(Dataset entries)
---

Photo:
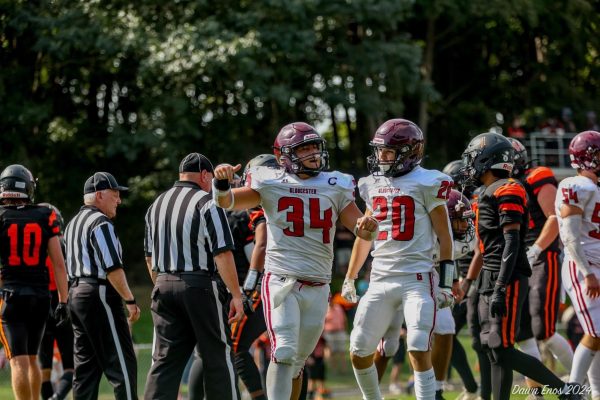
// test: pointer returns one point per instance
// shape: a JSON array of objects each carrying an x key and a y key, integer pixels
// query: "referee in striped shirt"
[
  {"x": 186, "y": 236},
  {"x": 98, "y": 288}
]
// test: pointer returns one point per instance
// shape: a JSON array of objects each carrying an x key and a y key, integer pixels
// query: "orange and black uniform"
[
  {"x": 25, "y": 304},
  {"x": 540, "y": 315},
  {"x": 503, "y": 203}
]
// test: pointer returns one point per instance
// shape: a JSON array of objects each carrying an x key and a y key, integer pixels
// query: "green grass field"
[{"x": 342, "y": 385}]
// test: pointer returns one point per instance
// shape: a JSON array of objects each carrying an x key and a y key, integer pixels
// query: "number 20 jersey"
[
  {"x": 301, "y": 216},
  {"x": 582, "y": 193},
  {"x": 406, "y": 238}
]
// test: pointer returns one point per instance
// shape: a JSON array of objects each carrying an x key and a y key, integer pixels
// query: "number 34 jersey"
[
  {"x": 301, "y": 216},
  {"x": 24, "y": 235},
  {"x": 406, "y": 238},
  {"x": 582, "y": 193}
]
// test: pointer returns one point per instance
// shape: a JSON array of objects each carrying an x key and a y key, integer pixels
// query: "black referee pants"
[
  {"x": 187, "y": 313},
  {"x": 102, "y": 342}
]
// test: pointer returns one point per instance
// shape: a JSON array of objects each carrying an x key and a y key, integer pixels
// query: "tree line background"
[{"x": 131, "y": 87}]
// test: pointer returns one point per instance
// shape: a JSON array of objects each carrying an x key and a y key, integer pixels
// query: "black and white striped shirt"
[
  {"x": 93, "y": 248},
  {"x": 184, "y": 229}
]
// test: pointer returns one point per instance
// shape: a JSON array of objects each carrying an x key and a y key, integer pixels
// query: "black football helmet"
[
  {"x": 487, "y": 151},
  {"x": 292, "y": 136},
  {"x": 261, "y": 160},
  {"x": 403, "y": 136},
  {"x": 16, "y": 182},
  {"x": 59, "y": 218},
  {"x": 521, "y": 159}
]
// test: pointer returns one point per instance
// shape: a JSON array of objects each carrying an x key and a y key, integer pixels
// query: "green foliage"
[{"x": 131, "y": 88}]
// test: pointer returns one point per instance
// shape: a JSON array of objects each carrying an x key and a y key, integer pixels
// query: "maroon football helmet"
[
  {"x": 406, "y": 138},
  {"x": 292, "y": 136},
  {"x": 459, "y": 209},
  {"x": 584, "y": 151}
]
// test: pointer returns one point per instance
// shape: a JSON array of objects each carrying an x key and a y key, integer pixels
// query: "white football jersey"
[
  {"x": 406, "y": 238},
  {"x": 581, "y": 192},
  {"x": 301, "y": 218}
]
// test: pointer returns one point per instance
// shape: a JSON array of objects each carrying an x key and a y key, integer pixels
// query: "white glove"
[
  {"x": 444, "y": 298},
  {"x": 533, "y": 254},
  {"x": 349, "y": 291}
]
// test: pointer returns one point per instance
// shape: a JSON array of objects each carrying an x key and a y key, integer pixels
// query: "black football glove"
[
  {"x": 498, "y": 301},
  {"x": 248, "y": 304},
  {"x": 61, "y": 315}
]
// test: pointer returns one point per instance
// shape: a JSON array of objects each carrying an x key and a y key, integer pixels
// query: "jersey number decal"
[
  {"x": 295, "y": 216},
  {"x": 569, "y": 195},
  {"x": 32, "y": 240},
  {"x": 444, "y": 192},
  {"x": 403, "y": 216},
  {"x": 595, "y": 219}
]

---

◆ TASK OBJECTIVE: A word-for-word copy of the entries is needed, with no pictures in it.

◆ SOLUTION BELOW:
Photo:
// test: pointer returns one point per instance
// shape: a JSON array of objects each carrying an x key and a y key, integer pixels
// query: "referee in striped shirt"
[
  {"x": 186, "y": 236},
  {"x": 98, "y": 288}
]
// test: pointer returns one point per instance
// shape: a JSON array of objects each carrying an x key and a y key, integer pixels
// query: "orange and black uniform"
[
  {"x": 25, "y": 304},
  {"x": 540, "y": 315},
  {"x": 503, "y": 203}
]
// test: pointer returns one point per instance
// shape: a JSON array of objects each carrying an x key and a y key, integer pixels
// query: "green grass field"
[{"x": 342, "y": 385}]
// test: pointer returns one point per instance
// shape: a JSON array of objects each carrying an x key and a y key, integer pixels
// query: "number 20 jersey"
[
  {"x": 301, "y": 216},
  {"x": 582, "y": 193},
  {"x": 406, "y": 238}
]
// test: pointer returns one point per instance
// shape: a JSON array of objects each carrying an x key and a y key, integer pixels
// query: "number 34 jersey"
[
  {"x": 301, "y": 216},
  {"x": 24, "y": 235},
  {"x": 406, "y": 238},
  {"x": 582, "y": 193}
]
// test: pointer returns one point per instance
// shape: a JSON array of objects each carrying an x key and a y key, integer pixels
// query: "black referee pants"
[
  {"x": 187, "y": 313},
  {"x": 102, "y": 342}
]
// test: pointer returns one point per instance
// shape: a JSON array of objects each carrying an x key and a y key, integer pixels
// query: "tree line background"
[{"x": 131, "y": 87}]
// test: pointer returns one point per instance
// shape: a JSON array of objects each carrying an x key and a y key, integer pixels
// query: "black and white striped shirt"
[
  {"x": 93, "y": 248},
  {"x": 184, "y": 229}
]
// test: pointer returns one point per instance
// shape: a JSON array of objects each carrying an x key and a y key, integer pixels
// query: "black football helmet"
[
  {"x": 487, "y": 151},
  {"x": 292, "y": 136},
  {"x": 261, "y": 160},
  {"x": 403, "y": 136},
  {"x": 16, "y": 182},
  {"x": 59, "y": 218},
  {"x": 521, "y": 159}
]
// test: pointer returns one point per instance
// shape: a JSON array of objects each carrying an x key and a y key, integer pixels
// query: "green foliage"
[{"x": 131, "y": 88}]
// test: pointer returns one point per instance
// shape: a JSON array of objects each carrying an x key and a y key, integer pixels
// query: "maroon football helmet"
[
  {"x": 406, "y": 138},
  {"x": 292, "y": 136},
  {"x": 459, "y": 209},
  {"x": 584, "y": 151}
]
// test: pointer returns one point per instance
// shape: a JSON array of objects each carrying an x key and a y key, integer pixels
// query: "white football jersey"
[
  {"x": 406, "y": 238},
  {"x": 581, "y": 192},
  {"x": 301, "y": 218}
]
// test: pointer returns one point per instance
// shape: a JSON array of objects each carrying an x key and a y key, integer pixels
// query: "white glove"
[
  {"x": 444, "y": 298},
  {"x": 533, "y": 254},
  {"x": 349, "y": 291}
]
// test: pointer returns one point per instance
// shape: a JSON array of objects each carrying an x key and a y key, integer pixels
// query: "black football glove"
[
  {"x": 498, "y": 301},
  {"x": 248, "y": 304},
  {"x": 61, "y": 315}
]
// test: pointer returns one point per instance
// shape: a JSON array of objects each carrying an x key and a y key, integer pixels
// query: "jersey number decal"
[
  {"x": 295, "y": 216},
  {"x": 569, "y": 195},
  {"x": 32, "y": 240},
  {"x": 444, "y": 192},
  {"x": 403, "y": 216},
  {"x": 595, "y": 219}
]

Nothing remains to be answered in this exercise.